Your objective: The following listing has lines to check for the word "canopy"; give only the number of lines that contain it.

Data for this task:
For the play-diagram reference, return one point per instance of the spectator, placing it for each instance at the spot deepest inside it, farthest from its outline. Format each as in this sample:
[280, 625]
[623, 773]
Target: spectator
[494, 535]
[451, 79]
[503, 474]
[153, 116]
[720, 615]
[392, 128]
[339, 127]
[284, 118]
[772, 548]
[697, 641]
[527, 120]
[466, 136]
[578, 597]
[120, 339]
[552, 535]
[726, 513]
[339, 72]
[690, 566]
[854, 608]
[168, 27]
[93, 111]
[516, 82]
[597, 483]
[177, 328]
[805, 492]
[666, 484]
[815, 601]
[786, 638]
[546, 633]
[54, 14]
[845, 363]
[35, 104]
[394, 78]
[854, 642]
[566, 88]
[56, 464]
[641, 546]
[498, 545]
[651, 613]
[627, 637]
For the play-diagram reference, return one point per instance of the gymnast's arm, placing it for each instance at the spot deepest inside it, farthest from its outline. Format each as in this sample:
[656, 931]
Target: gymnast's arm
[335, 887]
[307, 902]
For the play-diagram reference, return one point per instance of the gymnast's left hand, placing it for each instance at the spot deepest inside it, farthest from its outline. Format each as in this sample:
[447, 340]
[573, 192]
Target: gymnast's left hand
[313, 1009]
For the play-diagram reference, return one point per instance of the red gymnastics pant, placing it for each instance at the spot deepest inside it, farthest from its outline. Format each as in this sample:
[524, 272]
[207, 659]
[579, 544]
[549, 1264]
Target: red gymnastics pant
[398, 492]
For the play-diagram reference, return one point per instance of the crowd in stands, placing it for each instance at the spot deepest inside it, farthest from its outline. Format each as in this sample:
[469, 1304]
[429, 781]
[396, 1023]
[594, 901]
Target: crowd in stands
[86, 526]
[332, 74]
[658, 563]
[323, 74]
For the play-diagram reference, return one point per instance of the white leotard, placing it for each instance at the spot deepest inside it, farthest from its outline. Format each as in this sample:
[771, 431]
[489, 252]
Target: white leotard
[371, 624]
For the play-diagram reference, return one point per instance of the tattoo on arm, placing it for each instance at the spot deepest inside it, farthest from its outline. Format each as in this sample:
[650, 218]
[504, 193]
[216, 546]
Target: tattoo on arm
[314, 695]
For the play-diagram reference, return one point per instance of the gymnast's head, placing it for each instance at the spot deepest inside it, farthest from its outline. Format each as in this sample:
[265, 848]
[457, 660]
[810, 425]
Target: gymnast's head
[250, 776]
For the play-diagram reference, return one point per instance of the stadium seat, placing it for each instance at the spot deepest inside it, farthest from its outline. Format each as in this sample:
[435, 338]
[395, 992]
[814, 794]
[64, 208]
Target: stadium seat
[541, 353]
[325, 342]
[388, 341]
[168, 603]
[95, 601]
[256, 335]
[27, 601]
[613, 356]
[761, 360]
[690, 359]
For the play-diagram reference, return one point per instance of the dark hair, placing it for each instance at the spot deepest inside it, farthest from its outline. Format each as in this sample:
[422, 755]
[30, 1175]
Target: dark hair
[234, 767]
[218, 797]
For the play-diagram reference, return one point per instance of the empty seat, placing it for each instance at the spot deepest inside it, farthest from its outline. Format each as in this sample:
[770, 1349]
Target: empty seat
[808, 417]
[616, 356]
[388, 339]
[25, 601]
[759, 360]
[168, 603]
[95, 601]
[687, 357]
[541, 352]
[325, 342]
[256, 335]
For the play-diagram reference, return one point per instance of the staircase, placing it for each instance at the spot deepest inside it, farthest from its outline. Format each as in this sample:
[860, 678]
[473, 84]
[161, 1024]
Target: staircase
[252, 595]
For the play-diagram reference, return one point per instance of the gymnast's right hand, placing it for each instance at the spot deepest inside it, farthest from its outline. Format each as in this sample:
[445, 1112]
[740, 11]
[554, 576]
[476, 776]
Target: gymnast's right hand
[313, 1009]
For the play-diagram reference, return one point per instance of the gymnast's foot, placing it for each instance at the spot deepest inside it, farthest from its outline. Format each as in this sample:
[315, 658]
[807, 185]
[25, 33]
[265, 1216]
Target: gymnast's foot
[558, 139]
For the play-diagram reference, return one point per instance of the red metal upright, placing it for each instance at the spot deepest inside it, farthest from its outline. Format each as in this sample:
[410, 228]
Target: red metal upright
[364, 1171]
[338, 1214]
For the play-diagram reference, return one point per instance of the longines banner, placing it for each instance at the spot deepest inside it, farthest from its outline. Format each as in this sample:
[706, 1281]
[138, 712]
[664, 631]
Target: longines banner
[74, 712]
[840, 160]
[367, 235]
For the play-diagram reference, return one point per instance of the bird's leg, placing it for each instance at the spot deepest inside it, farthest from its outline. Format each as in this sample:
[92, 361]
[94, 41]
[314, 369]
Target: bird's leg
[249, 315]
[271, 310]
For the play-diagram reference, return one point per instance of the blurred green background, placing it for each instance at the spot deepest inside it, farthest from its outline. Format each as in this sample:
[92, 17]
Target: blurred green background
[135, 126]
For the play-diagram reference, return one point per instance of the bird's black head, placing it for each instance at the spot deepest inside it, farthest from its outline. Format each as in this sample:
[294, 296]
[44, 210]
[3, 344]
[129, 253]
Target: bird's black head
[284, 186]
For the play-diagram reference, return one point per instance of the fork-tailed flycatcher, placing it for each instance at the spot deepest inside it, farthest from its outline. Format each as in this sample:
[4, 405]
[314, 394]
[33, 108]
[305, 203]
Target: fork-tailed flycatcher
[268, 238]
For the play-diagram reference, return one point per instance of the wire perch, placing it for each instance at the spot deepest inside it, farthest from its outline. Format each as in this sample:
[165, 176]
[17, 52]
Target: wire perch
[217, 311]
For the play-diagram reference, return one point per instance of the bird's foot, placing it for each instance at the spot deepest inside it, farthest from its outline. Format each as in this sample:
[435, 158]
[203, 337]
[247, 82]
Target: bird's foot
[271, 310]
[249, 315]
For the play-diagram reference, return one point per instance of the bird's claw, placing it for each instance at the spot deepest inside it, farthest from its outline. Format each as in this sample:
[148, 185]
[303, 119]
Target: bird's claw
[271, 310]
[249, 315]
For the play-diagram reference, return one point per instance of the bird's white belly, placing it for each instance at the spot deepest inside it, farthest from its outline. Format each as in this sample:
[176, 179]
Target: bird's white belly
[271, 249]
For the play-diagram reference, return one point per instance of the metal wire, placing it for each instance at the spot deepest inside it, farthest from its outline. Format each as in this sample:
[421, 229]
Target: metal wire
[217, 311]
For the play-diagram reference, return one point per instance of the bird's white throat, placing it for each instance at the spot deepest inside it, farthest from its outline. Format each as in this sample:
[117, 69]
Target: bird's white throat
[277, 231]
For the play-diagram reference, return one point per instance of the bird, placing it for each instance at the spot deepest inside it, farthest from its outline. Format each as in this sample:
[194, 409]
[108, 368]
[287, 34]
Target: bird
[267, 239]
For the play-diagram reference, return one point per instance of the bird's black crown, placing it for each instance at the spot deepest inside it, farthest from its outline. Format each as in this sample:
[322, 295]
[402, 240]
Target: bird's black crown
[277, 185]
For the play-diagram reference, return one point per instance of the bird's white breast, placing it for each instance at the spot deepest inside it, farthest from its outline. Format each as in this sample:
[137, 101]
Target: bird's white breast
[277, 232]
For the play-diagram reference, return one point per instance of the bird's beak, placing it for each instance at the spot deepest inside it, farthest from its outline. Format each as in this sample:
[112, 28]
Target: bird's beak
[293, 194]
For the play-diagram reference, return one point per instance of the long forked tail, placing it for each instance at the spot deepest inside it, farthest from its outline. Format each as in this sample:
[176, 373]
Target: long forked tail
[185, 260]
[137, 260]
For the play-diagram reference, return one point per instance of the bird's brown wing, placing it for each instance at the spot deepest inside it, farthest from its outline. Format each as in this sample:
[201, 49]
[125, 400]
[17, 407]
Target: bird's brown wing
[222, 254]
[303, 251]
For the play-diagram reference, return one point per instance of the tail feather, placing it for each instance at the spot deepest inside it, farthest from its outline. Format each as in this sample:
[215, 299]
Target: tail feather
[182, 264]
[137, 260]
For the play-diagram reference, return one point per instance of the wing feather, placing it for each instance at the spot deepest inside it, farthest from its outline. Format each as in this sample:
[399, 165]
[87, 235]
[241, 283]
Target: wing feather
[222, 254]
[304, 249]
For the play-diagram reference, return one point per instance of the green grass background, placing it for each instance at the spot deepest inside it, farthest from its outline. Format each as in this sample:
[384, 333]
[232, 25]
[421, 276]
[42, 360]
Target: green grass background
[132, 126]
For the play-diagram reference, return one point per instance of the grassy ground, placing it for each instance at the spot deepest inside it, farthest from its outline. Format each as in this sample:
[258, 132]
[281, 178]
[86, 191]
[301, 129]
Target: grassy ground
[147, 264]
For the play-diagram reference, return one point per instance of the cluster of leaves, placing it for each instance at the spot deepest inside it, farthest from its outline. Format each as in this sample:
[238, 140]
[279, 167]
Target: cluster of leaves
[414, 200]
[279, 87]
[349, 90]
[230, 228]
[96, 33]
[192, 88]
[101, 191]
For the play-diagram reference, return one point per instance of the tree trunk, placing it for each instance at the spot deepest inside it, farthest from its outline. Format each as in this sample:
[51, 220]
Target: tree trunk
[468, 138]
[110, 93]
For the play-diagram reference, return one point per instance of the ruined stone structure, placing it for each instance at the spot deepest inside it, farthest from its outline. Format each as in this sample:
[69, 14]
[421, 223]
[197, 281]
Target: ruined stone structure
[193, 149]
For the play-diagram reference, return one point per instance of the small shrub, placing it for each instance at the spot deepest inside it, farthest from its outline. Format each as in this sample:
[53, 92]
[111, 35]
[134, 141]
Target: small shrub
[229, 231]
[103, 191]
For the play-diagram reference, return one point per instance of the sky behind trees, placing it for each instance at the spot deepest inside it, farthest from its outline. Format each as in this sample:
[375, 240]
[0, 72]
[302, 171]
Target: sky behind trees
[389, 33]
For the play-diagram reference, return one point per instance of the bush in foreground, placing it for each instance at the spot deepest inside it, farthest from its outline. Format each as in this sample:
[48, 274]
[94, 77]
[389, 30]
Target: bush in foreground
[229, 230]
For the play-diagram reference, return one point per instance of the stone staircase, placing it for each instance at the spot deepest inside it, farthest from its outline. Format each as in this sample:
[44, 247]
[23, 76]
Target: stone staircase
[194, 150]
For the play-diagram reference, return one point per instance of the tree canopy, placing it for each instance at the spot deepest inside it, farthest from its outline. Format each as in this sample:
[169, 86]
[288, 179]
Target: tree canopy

Solution to this exercise: 2